- 実施する作業
a: 本文によると、「熟練工」シリーズはどのような仕組みを内蔵していますか。
b: 本文の「それをデジタルのチカラで解決」から「ムでの検知を可能にしている。」までを、両端の語句も含めて一字も変えずに書き写してください。

その作業には、派遣や請負といった社員以外の働き手も加わってくる。リコーグループ独自のモノづくりを理解・実践しているプロパーの社員とは違い、様々なバックグラウンドや価値観を持つ作業者すべてに、リコーが求める高いクオリティの作業を行ってもらうのは至難のワザだ。
それをデジタルのチカラで解決に導いたのが、同社・齋藤大樹室長をはじめとするプリンタ生産事業部生産技術センター技術革新室のメンバー。東北事業所のDM化において主導的な役割を果たした齋藤氏は、製品作りに最適な工程をデジタルで可視化し、マニュアル化することで作業者の練度を問わない品質の安定を目指した。
「品質が確保された製品を届けるためには、生産現場における組立品質の安定化が必須です。そのためには、まず工程をデジタルで可視化する必要がありました。特に組み付け工程のなかでも作業工数が多く、締結本数やトルク管理など不良が生じやすいねじ締め作業のデジタル化は急務でした」
そこで選ばれたのが、発売間もないハイオスのブラシレス電動ドライバー「熟練工」シリーズだった。「熟練工」はパルスシステムを内蔵しており、ねじ締め開始から着座までのモーターの回転パルス数やトルクをカウント。これにより「ねじがしっかり締まっていない」「異なるサイズのネジが取り付けられている」などといったねじ締めトラブルをリアルタイムでの検知を可能にしている。

- 提供資料
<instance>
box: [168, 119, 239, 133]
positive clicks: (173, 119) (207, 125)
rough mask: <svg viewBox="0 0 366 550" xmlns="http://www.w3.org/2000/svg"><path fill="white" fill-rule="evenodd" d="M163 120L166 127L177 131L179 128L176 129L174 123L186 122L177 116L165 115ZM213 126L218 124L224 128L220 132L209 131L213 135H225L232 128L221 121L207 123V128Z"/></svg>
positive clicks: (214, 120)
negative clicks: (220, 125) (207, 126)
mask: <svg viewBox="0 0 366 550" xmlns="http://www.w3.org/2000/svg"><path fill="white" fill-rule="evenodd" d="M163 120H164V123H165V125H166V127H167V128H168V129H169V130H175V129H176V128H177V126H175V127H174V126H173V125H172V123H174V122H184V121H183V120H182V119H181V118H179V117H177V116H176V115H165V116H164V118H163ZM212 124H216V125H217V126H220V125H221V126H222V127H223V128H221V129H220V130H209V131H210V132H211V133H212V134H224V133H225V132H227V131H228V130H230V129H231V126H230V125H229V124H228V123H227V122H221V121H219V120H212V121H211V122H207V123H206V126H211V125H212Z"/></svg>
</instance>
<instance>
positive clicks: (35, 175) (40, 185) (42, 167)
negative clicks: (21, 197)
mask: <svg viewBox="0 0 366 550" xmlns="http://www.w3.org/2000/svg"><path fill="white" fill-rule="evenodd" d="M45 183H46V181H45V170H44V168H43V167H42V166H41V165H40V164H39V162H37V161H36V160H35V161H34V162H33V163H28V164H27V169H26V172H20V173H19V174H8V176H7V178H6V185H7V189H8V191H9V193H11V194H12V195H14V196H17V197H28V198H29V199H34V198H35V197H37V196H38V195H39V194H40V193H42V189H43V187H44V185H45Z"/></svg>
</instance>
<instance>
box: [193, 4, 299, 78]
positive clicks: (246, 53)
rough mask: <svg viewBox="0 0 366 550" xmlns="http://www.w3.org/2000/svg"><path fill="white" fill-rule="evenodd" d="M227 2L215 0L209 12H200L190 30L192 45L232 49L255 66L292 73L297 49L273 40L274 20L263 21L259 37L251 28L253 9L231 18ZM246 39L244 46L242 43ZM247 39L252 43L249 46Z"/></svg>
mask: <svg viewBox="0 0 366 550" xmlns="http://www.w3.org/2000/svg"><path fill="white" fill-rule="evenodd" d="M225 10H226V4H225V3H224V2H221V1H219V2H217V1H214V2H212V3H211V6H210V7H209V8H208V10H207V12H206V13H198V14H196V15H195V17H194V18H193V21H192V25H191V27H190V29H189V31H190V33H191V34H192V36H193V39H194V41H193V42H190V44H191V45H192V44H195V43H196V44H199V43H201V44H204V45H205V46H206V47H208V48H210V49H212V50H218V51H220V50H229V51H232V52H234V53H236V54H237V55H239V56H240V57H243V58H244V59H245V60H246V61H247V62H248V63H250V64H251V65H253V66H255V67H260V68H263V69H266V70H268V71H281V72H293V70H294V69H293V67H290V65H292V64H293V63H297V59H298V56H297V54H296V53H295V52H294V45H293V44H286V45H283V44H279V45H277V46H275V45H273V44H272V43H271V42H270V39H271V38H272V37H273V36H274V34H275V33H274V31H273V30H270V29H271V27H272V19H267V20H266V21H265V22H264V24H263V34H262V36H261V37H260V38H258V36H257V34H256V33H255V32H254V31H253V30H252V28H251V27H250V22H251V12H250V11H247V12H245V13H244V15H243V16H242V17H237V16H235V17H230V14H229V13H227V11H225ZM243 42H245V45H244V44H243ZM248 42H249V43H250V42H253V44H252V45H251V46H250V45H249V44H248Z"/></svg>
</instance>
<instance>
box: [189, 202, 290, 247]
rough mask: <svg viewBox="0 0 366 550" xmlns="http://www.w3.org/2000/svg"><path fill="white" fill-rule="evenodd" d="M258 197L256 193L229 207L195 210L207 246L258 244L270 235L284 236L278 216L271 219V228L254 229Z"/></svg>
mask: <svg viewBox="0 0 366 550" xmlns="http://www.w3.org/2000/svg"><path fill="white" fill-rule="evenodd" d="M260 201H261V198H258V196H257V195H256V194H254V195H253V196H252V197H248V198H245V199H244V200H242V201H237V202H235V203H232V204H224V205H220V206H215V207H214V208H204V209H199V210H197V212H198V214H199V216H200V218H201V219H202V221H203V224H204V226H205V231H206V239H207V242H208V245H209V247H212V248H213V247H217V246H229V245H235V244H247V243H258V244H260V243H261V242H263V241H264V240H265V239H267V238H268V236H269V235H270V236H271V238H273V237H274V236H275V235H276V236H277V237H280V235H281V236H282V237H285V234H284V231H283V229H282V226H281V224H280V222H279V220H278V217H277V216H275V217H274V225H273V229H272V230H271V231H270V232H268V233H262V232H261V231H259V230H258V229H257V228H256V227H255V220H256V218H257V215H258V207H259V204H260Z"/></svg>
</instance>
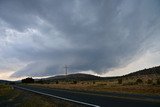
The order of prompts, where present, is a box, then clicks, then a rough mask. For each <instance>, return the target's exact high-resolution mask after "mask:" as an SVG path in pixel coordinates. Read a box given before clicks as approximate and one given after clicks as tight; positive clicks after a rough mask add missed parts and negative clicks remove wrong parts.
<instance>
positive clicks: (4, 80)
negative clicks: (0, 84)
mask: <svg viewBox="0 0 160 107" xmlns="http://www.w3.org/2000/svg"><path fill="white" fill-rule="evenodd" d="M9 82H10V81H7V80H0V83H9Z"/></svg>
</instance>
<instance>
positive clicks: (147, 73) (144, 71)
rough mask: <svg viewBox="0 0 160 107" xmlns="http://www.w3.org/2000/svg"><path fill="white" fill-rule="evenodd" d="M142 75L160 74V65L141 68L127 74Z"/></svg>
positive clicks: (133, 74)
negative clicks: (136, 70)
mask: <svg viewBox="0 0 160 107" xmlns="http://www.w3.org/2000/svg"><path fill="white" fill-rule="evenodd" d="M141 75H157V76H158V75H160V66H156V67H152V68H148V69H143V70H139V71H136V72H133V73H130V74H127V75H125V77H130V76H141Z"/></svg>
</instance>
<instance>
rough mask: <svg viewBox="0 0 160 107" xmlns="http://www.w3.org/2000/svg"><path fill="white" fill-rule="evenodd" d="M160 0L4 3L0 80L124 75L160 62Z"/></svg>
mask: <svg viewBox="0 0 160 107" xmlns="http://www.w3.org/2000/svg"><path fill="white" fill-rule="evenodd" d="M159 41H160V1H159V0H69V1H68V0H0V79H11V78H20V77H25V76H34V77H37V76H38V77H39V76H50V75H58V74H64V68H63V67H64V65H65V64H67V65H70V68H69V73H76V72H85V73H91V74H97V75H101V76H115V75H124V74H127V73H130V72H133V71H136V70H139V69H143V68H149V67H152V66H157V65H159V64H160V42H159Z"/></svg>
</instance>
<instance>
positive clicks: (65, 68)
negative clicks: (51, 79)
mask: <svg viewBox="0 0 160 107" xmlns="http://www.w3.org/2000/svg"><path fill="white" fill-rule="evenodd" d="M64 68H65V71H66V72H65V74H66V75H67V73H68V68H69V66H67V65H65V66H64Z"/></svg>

- 本演習の解答
a: パルスシステムを内蔵しています。

b:
それをデジタルのチカラで解決に導いたのが、同社・齋藤大樹室長をはじめとするプリンタ生産事業部生産技術センター技術革新室のメンバー。東北事業所のDM化において主導的な役割を果たした齋藤氏は、製品作りに最適な工程をデジタルで可視化し、マニュアル化することで作業者の練度を問わない品質の安定を目指した。
「品質が確保された製品を届けるためには、生産現場における組立品質の安定化が必須です。そのためには、まず工程をデジタルで可視化する必要がありました。特に組み付け工程のなかでも作業工数が多く、締結本数やトルク管理など不良が生じやすいねじ締め作業のデジタル化は急務でした」
そこで選ばれたのが、発売間もないハイオスのブラシレス電動ドライバー「熟練工」シリーズだった。「熟練工」はパルスシステムを内蔵しており、ねじ締め開始から着座までのモーターの回転パルス数やトルクをカウント。これにより「ねじがしっかり締まっていない」「異なるサイズのネジが取り付けられている」などといったねじ締めトラブルをリアルタイムでの検知を可能にしている。